[A block of data]
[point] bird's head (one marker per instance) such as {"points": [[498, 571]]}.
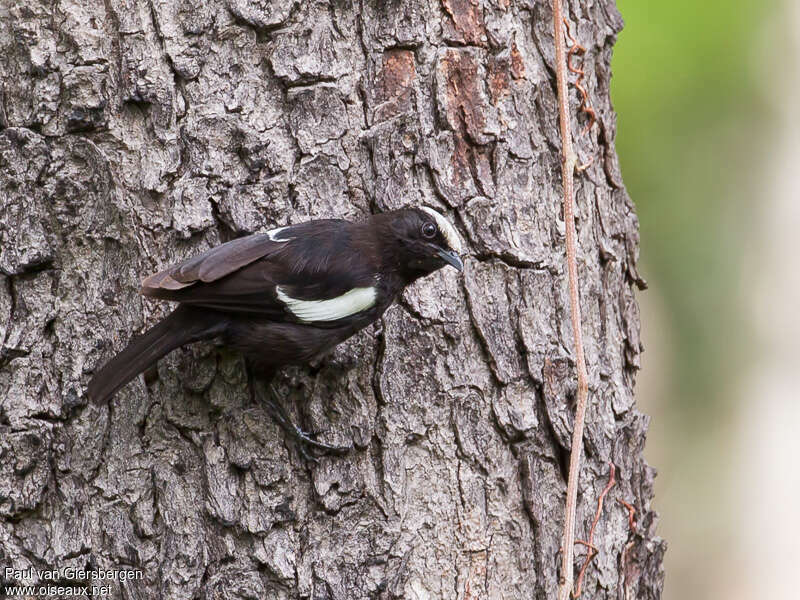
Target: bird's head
{"points": [[424, 241]]}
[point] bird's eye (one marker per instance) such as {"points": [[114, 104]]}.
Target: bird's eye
{"points": [[429, 230]]}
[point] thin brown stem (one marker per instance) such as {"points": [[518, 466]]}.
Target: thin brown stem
{"points": [[568, 161], [590, 541]]}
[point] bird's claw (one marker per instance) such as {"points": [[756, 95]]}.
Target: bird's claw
{"points": [[305, 442]]}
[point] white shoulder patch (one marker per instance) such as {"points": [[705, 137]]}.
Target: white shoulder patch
{"points": [[448, 231], [349, 303], [273, 234]]}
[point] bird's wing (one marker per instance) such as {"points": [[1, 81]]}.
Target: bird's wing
{"points": [[309, 273]]}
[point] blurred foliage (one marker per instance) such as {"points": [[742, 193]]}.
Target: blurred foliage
{"points": [[684, 87], [691, 120]]}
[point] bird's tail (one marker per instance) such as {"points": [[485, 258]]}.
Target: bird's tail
{"points": [[184, 325]]}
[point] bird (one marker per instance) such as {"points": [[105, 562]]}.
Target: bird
{"points": [[287, 296]]}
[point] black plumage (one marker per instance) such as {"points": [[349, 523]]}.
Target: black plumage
{"points": [[289, 295]]}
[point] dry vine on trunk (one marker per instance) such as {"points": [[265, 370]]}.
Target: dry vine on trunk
{"points": [[134, 133]]}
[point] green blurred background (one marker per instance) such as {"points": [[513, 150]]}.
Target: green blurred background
{"points": [[706, 95]]}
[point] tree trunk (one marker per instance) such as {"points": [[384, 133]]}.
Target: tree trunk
{"points": [[134, 133]]}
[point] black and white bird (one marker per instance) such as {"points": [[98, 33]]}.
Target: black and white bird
{"points": [[289, 295]]}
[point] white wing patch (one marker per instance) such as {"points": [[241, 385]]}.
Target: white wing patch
{"points": [[273, 234], [349, 303], [448, 231]]}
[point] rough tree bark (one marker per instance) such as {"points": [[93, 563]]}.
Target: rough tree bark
{"points": [[136, 132]]}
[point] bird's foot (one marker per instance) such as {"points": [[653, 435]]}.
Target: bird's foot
{"points": [[305, 443], [302, 438]]}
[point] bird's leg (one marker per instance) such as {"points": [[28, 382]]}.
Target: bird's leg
{"points": [[282, 418], [276, 410]]}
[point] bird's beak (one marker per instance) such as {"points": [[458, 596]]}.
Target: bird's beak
{"points": [[451, 258]]}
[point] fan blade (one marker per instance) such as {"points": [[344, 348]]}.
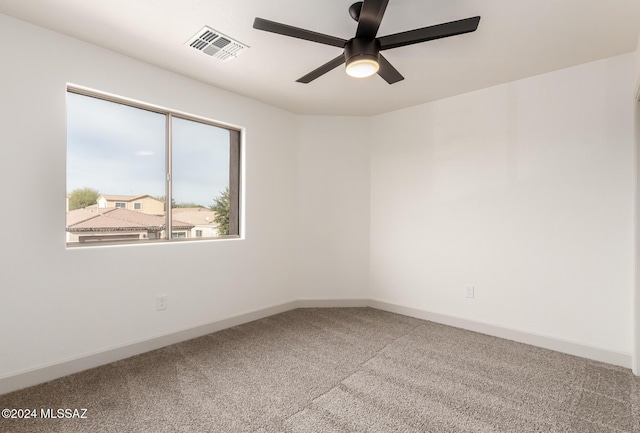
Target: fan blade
{"points": [[429, 33], [322, 70], [370, 18], [295, 32], [388, 72]]}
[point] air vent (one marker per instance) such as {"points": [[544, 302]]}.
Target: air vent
{"points": [[216, 44]]}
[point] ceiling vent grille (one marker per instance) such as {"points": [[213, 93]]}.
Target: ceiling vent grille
{"points": [[216, 44]]}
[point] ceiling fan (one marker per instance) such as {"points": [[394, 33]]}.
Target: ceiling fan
{"points": [[362, 53]]}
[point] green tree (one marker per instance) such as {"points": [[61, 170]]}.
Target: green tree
{"points": [[83, 197], [221, 208]]}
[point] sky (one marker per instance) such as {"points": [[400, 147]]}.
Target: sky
{"points": [[117, 149]]}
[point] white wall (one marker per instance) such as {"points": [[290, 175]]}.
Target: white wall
{"points": [[334, 201], [58, 304], [523, 190]]}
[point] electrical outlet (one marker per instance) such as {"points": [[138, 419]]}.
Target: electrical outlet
{"points": [[469, 292], [162, 302]]}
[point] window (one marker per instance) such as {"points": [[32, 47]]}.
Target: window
{"points": [[120, 152]]}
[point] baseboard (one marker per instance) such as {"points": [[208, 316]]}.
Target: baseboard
{"points": [[564, 346], [332, 303], [56, 370], [53, 371]]}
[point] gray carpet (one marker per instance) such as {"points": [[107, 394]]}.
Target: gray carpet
{"points": [[340, 370]]}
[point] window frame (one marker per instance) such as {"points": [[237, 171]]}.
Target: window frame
{"points": [[236, 149]]}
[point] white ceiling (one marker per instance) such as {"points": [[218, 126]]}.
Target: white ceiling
{"points": [[515, 39]]}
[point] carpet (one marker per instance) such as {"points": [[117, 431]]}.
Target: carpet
{"points": [[338, 370]]}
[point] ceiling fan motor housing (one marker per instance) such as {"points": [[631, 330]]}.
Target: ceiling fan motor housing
{"points": [[360, 49]]}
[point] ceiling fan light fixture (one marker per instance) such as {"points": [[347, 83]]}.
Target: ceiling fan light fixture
{"points": [[362, 67]]}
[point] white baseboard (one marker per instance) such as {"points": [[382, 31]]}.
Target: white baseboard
{"points": [[56, 370], [552, 343]]}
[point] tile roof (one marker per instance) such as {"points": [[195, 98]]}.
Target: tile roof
{"points": [[116, 197], [117, 219]]}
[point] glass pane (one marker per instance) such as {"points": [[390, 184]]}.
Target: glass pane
{"points": [[115, 157], [200, 175]]}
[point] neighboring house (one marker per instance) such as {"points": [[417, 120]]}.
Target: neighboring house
{"points": [[139, 203], [94, 224], [202, 219]]}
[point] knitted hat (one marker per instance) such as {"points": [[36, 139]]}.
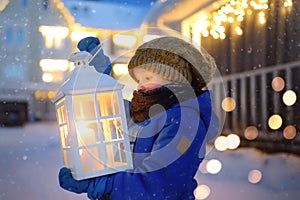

* **Required work**: Count the lines of the rows above that contain the word "housing", and give only that number.

* **Answer to the task**: 2